● **Aim of the task**: Below are some records. Write out the lines from the one containing "For the test set, locate each instance of the red window" to the last line, word for word, leaving out pictures.

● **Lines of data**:
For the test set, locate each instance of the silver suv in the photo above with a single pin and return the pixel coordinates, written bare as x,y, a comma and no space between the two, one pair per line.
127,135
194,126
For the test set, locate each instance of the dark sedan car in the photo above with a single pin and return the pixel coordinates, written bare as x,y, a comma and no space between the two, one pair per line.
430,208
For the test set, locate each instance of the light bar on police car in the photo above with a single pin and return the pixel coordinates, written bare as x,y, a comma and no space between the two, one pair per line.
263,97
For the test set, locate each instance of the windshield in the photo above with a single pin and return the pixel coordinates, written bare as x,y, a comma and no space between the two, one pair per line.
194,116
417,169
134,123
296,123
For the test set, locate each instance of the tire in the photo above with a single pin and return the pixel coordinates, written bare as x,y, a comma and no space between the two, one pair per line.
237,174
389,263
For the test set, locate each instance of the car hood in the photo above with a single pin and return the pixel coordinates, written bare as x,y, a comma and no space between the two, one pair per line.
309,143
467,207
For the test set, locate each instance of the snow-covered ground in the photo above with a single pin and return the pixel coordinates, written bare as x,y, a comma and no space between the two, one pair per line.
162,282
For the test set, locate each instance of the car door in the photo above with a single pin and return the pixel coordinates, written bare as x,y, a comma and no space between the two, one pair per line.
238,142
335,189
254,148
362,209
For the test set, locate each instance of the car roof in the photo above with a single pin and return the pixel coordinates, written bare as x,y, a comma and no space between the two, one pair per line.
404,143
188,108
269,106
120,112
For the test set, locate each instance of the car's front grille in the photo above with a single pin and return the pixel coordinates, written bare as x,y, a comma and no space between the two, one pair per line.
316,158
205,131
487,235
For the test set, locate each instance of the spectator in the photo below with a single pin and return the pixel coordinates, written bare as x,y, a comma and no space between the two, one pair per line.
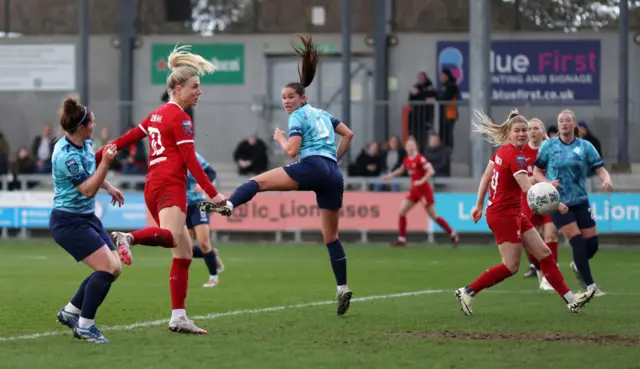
448,94
4,155
42,149
368,163
439,156
586,135
391,159
421,116
251,156
24,164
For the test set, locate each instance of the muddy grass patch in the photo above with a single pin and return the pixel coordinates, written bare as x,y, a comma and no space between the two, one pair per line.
600,339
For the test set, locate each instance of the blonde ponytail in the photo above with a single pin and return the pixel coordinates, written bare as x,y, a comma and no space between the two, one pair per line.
184,65
495,134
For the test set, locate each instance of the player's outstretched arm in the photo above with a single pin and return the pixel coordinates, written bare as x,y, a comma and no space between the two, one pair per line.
132,136
523,181
91,185
605,178
396,172
188,153
538,175
476,212
484,185
290,146
345,140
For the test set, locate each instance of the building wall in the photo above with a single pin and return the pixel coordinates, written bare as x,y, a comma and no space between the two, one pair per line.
227,113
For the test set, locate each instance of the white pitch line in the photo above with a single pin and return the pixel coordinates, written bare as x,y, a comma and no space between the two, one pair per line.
228,313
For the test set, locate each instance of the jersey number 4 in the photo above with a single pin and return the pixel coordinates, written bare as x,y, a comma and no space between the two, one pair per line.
156,141
322,130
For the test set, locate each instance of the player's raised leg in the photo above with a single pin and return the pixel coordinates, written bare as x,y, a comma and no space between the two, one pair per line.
510,253
202,234
405,207
150,236
107,269
275,179
337,256
173,218
431,210
534,244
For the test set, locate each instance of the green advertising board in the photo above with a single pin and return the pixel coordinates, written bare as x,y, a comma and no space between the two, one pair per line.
228,58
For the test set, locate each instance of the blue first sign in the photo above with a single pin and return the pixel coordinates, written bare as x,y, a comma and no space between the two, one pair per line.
524,70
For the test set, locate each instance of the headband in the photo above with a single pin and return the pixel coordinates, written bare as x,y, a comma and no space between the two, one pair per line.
81,120
192,70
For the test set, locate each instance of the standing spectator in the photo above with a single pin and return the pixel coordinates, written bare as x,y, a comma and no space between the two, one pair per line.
586,135
448,94
24,164
391,159
439,156
4,155
421,116
42,149
251,156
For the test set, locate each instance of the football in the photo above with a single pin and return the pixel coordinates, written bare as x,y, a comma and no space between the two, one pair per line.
543,198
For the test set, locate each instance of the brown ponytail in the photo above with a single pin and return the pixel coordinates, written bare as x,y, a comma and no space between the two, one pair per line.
308,55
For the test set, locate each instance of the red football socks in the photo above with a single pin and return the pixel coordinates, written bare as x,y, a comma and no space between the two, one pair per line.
153,236
179,282
491,277
402,227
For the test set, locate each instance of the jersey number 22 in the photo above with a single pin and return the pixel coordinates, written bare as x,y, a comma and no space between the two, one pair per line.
156,141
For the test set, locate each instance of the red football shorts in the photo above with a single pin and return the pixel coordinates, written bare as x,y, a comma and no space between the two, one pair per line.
158,198
536,219
422,194
508,228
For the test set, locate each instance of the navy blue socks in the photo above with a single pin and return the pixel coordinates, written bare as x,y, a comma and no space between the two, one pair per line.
244,193
592,246
78,298
197,251
95,291
338,262
581,258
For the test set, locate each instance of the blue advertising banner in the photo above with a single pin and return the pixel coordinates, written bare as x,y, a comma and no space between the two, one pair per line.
531,70
32,210
613,213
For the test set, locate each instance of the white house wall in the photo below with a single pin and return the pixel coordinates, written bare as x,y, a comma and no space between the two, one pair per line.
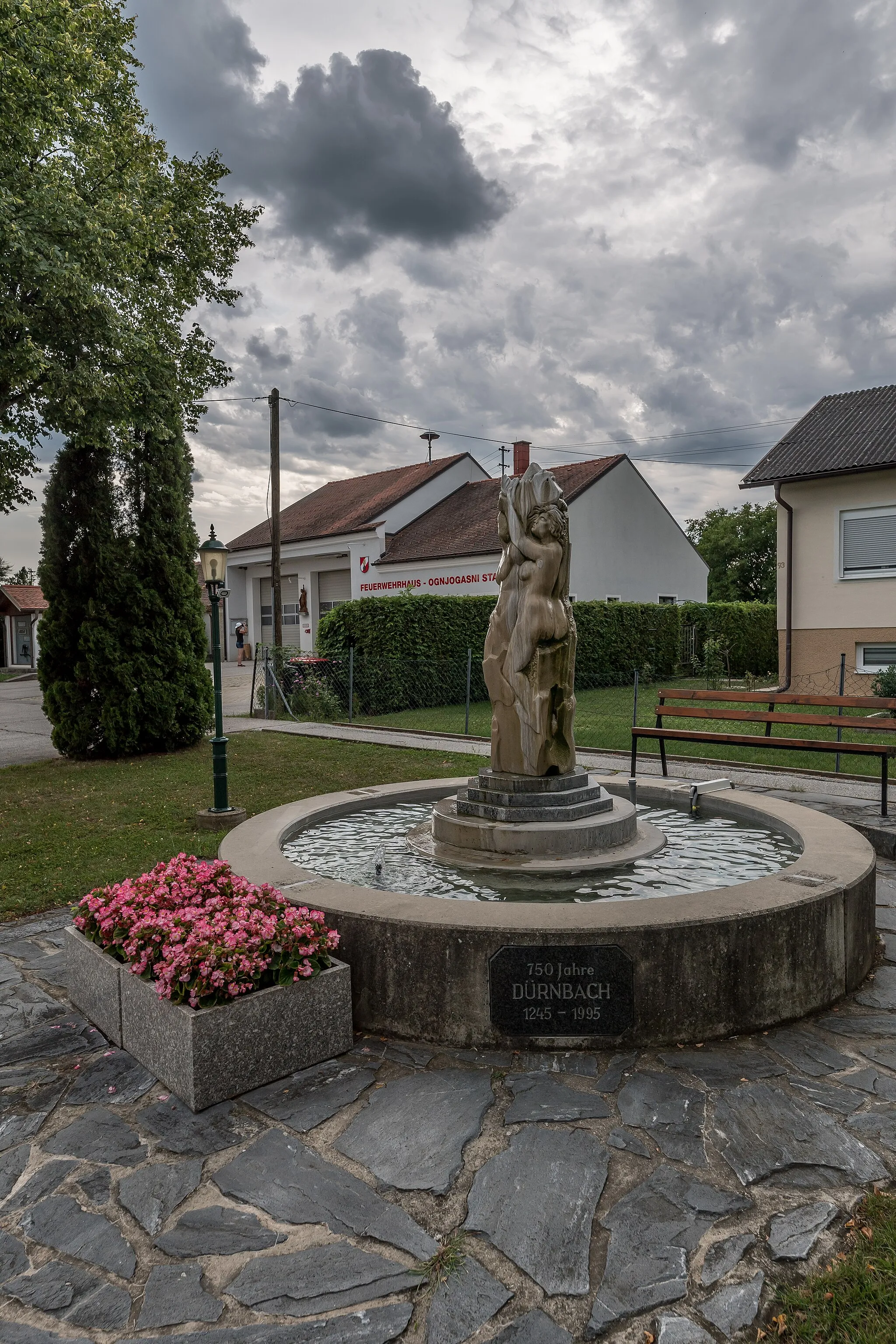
626,545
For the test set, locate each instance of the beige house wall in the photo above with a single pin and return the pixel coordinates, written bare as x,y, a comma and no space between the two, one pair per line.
816,659
832,615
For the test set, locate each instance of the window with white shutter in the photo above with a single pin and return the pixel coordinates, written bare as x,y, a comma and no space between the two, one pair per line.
868,543
334,586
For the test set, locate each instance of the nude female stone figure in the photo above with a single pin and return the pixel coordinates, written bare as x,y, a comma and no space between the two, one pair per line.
530,650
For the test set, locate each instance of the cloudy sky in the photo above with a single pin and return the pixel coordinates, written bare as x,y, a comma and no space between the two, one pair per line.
584,224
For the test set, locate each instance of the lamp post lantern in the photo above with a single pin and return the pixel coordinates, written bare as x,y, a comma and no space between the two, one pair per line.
213,556
430,436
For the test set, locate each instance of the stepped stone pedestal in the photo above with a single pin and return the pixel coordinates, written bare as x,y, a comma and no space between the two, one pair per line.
553,824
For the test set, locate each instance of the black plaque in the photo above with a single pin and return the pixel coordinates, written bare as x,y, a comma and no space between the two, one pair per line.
562,991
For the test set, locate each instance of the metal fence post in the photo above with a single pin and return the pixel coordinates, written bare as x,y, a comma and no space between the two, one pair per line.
252,695
351,682
840,709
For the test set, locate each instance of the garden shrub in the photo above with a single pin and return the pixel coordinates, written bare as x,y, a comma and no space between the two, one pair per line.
203,934
884,683
747,631
412,650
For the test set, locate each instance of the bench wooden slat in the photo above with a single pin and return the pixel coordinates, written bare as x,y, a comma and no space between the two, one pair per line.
850,702
816,721
749,740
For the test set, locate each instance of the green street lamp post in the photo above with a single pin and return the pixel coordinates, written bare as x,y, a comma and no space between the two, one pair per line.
213,556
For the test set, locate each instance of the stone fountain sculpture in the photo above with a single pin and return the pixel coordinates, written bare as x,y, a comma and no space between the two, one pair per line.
530,650
534,809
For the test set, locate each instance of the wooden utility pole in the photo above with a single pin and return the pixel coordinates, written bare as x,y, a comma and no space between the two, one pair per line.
277,596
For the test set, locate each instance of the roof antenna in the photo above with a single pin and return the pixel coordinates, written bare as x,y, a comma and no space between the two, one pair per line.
429,436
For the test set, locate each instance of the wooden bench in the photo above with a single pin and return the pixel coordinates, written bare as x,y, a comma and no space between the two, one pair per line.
706,705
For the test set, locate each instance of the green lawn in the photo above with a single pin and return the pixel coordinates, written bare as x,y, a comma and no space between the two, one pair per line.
604,720
854,1300
69,826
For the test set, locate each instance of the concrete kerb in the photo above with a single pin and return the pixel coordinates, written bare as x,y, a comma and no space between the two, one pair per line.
706,964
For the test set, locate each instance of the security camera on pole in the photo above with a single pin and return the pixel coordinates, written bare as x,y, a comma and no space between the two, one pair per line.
213,556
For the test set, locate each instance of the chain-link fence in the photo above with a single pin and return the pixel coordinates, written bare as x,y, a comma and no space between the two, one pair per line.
359,687
449,696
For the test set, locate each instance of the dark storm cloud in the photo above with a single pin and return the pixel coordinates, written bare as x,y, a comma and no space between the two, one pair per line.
375,322
355,154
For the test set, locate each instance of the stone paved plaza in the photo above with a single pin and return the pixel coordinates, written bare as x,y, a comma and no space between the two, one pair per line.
594,1195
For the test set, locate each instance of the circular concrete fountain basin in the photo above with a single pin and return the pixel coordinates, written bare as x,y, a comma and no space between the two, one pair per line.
690,967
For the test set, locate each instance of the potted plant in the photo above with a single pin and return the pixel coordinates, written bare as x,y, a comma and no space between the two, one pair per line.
214,984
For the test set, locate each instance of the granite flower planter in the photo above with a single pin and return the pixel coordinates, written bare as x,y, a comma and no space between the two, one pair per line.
93,984
210,1054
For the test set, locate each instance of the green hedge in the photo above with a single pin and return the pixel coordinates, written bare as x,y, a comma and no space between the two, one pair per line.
747,630
613,637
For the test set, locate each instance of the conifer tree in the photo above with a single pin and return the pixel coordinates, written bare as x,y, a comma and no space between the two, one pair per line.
122,655
80,572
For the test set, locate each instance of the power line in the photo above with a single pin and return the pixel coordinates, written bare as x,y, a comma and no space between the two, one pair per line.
481,439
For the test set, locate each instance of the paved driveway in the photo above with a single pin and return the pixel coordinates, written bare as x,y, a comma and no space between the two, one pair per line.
24,729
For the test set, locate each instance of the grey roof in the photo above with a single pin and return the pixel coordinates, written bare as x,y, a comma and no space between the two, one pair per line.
850,432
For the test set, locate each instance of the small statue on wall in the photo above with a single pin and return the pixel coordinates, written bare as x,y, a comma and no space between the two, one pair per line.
530,650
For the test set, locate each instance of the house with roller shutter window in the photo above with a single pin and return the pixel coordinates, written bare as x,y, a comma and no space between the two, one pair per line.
835,480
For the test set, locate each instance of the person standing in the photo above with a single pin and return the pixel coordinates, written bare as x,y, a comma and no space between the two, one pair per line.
241,632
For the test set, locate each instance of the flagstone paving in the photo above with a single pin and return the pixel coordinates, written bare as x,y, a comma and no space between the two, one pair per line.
586,1195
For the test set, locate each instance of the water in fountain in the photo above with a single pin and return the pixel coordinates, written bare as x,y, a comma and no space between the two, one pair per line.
702,853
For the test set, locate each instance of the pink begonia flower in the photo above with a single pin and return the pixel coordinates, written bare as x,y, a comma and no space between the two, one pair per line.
205,934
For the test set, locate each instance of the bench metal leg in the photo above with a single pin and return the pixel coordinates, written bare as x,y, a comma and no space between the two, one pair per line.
883,785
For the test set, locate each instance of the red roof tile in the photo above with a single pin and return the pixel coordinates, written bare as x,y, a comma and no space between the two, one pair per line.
24,597
346,506
466,523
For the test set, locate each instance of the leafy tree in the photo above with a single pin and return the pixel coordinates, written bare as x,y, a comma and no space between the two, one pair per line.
107,242
741,547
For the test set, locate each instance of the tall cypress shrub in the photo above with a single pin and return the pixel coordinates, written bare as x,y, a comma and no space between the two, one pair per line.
164,628
122,646
81,562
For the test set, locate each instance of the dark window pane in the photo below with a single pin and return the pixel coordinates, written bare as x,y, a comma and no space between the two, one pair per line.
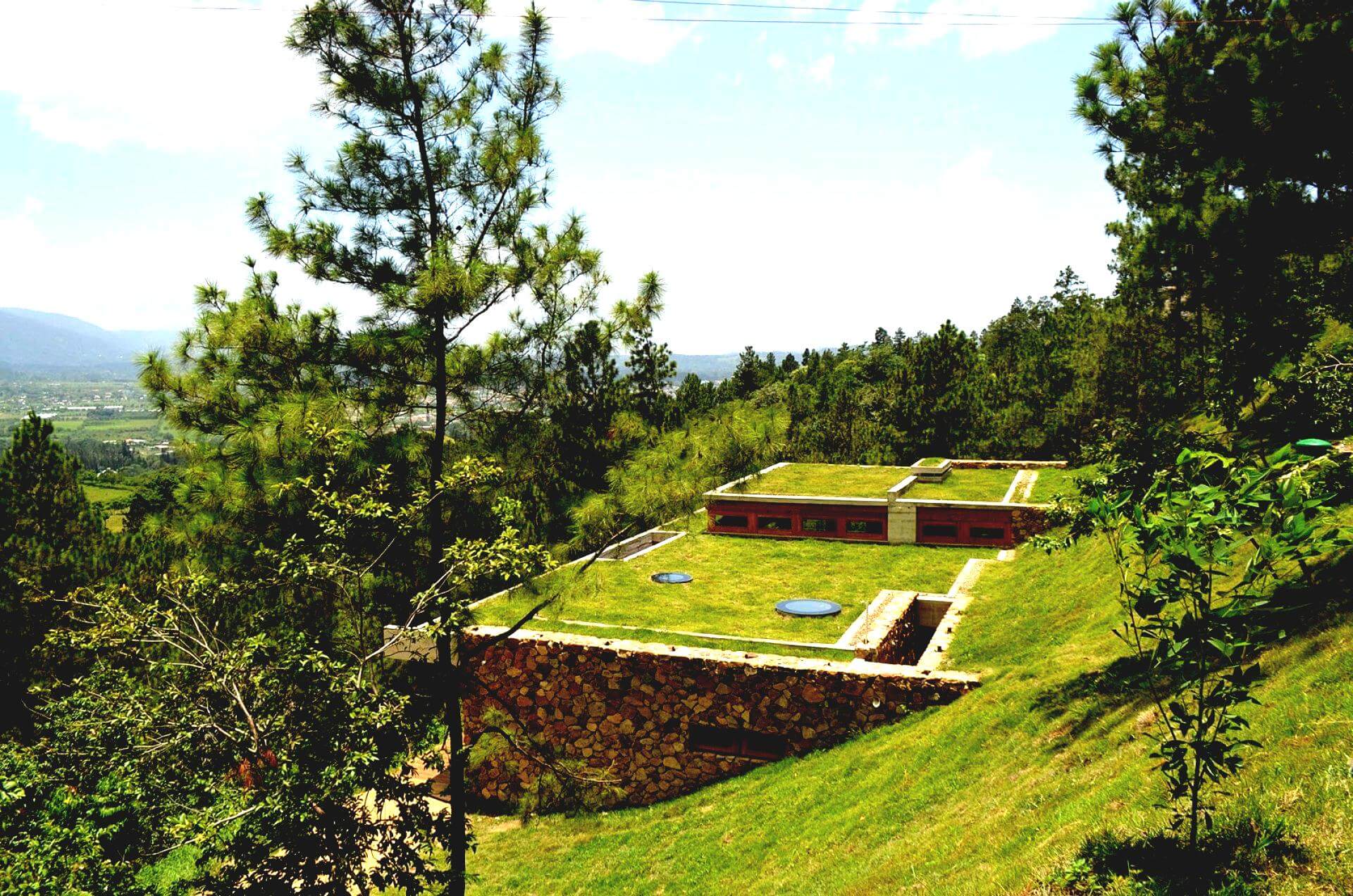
722,740
763,746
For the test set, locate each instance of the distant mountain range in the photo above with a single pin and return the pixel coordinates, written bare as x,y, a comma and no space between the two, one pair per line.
56,345
61,347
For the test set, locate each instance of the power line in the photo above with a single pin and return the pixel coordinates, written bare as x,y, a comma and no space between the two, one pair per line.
1007,20
932,13
946,18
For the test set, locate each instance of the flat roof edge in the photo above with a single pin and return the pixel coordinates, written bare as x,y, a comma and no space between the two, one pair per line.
738,657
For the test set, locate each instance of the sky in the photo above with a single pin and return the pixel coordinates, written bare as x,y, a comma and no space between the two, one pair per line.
797,182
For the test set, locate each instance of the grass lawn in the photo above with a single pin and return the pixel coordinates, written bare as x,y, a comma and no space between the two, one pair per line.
106,494
838,481
991,795
965,485
1053,481
736,585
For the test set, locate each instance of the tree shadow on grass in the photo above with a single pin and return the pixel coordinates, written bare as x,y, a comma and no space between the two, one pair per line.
1292,611
1233,859
1087,697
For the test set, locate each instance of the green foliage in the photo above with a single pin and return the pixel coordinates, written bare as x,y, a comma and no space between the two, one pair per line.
650,363
669,478
51,540
1201,552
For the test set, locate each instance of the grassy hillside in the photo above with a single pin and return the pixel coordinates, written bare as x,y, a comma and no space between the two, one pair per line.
991,795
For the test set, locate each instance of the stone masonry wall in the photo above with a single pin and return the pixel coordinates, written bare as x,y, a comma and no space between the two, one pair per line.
628,709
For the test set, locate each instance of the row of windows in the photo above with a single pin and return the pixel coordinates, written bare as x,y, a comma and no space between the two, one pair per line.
950,531
820,525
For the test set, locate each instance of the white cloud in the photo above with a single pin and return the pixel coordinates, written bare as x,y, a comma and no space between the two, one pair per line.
616,27
154,73
982,26
863,29
801,261
822,69
164,75
141,275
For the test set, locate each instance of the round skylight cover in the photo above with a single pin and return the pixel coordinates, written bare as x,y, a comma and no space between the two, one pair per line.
808,606
672,578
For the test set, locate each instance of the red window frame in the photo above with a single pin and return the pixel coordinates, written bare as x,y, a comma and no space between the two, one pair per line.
839,517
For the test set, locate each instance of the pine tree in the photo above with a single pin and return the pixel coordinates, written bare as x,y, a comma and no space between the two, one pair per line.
441,172
49,537
650,363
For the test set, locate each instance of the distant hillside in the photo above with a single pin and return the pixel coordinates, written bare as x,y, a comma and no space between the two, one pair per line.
713,367
57,345
45,344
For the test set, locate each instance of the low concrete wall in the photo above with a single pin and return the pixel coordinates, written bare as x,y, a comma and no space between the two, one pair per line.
1008,465
889,634
638,712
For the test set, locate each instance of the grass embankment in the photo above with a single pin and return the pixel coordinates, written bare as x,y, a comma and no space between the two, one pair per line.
736,585
965,485
838,481
987,796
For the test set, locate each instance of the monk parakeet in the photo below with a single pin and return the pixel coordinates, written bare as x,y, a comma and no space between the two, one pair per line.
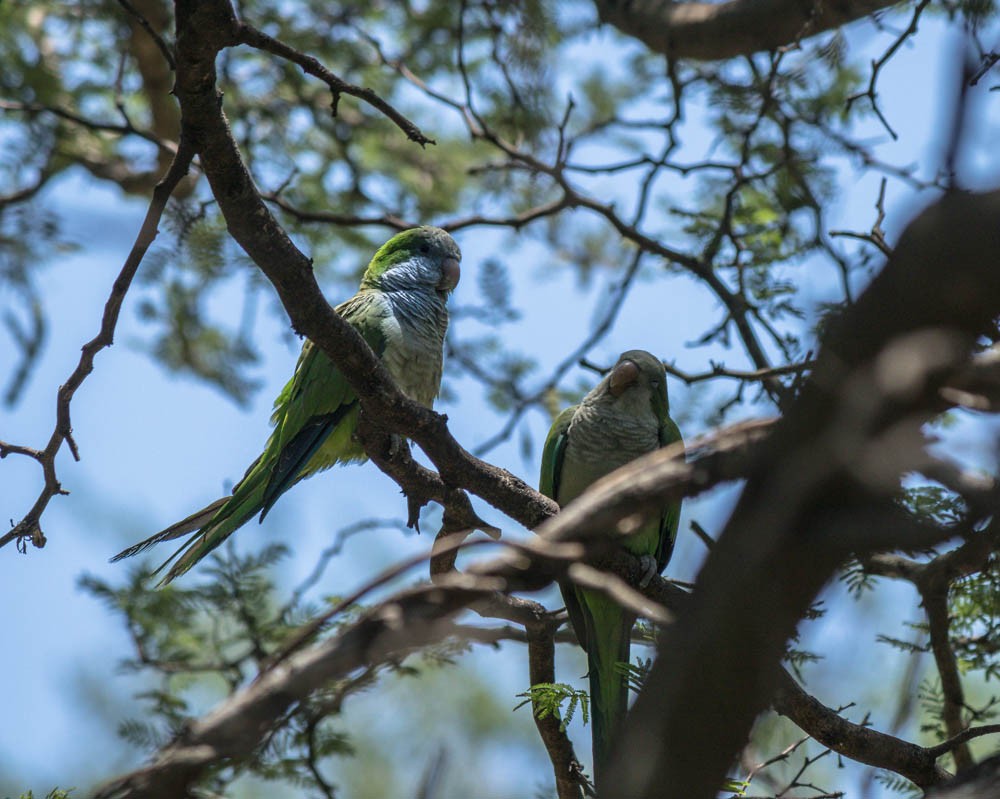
624,417
400,310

● **Solution below**:
For the test set, locate each instance of the red window frame in the photo above with a single pin and return the pixel coordinates, written bare as x,y, a comma and no space between the two, one pair per line.
839,517
For the test set, locate each instance of the pine tree in the photo above with a single pin and return the pixel coordinates, written bare as x,y, a comma and no space between the two, one pair per line.
441,172
49,537
650,363
For the test set, locate each instance of the distant hillside in the photo above with a single pin and return the pixel coordinates, written bare as x,y, a comma and no space between the two, one pair per line.
713,367
57,345
45,344
For the test set, locate each instance of the low concrete wall in the photo above with a single pin and return the pixel coordinates, written bare as x,y, a comma and no space between the two, one pair per line.
1008,465
889,634
638,712
For the test set, locate each instance of the grass embankment in the photo above with a single pin and return the pixel coordinates, written bare as x,y, a comma and no space between the two, one pair per line.
736,585
965,485
838,481
987,796
For the test set, locate each instance of the monk parakeet in the photo below with a single pin and return the pixel coordinates, written bare as x,y, a comma and no space between the two, one pair per line.
624,417
400,310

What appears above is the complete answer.